[Items from a dataset]
_ _ _ _ _

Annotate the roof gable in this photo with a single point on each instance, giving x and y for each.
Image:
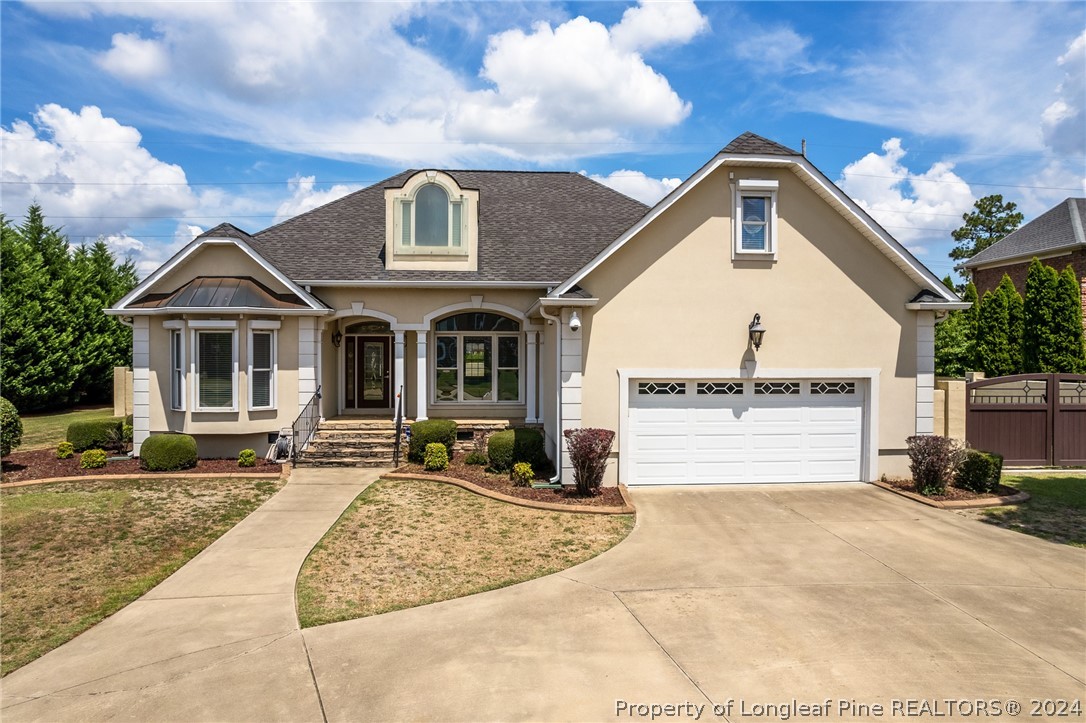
(1058, 228)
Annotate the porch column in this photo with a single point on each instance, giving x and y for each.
(141, 381)
(925, 372)
(420, 391)
(532, 417)
(398, 368)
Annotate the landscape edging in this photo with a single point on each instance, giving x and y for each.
(470, 486)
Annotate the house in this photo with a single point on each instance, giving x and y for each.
(545, 299)
(1056, 238)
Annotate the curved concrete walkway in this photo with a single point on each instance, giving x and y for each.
(749, 595)
(217, 641)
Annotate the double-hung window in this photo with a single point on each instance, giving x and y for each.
(215, 345)
(477, 358)
(262, 364)
(755, 212)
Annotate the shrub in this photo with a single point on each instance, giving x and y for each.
(979, 471)
(933, 460)
(168, 453)
(521, 474)
(476, 457)
(247, 458)
(507, 447)
(436, 457)
(11, 428)
(589, 449)
(96, 433)
(92, 459)
(430, 431)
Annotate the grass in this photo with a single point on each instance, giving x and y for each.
(1056, 509)
(75, 553)
(48, 430)
(402, 544)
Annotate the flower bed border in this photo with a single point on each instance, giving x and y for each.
(992, 500)
(282, 473)
(628, 508)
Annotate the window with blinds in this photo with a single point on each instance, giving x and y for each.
(215, 369)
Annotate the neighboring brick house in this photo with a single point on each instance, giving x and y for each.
(1056, 238)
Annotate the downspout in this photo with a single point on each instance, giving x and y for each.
(557, 415)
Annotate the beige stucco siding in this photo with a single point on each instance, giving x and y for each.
(673, 297)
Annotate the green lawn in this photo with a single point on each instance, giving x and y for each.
(1056, 509)
(77, 552)
(48, 430)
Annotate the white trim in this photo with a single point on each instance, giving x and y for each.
(812, 177)
(256, 327)
(196, 328)
(176, 259)
(869, 461)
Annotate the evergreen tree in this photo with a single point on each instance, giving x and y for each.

_ _ _ _ _

## Task requirements
Set every line down exactly as written, leaving each picture out.

## Exercise solution
Annotate the roof gable in this photo with a single point on each instance, giving x and y for each.
Image:
(1058, 228)
Annotate the porch column in this photo with a single point on each instance, giving x and y for each.
(141, 381)
(925, 372)
(420, 391)
(532, 417)
(398, 368)
Annotate the landscape edging in this photo with a single point on each instance, giving x and y for each.
(470, 486)
Annotate the house in this photo with a single point on each instance, giving x and y for each.
(545, 299)
(1056, 238)
Annotate the curved concrete walkway in this photo with a single point on each instance, giving x and y for each.
(749, 595)
(217, 641)
Annotate the double-hung window in this photo with a single point on each instance, giving x and y for each.
(215, 345)
(477, 358)
(262, 364)
(755, 212)
Annotate the shrub in this photo with a single point on each instance, giving x and y for each.
(979, 471)
(933, 460)
(168, 453)
(521, 474)
(476, 457)
(247, 458)
(507, 447)
(436, 457)
(11, 428)
(589, 449)
(96, 433)
(92, 459)
(430, 431)
Annotate the grass in this photo with a single point on each instance, giving x and y for each.
(1056, 509)
(75, 553)
(48, 430)
(402, 544)
Annotate the flower bed border in this photo with a single point on each instance, giving x and y for each.
(992, 500)
(282, 473)
(628, 508)
Annotate the window with blinds in this photo with a single point on each instance, giving x and y for each.
(215, 369)
Annotate the neighboring brick house in this photo with a single point on each instance, giving x and y for each.
(1056, 238)
Annotate the downspout in this photo with a single point on each instance, giving x and y for each.
(557, 415)
Annotate the beige stucco siding in this photo with a single point on each instance, giving x and y for each.
(673, 297)
Annotate the green lawn in this photo with a single point on each instance, giving x and y for each.
(1056, 509)
(77, 552)
(48, 430)
Annotate the white trim in this photo with a single point on each instance, giving x and y for each.
(812, 177)
(256, 327)
(196, 328)
(176, 259)
(869, 461)
Annotate the evergreen tree in this photo with a single point on each instance, giving x and y for each.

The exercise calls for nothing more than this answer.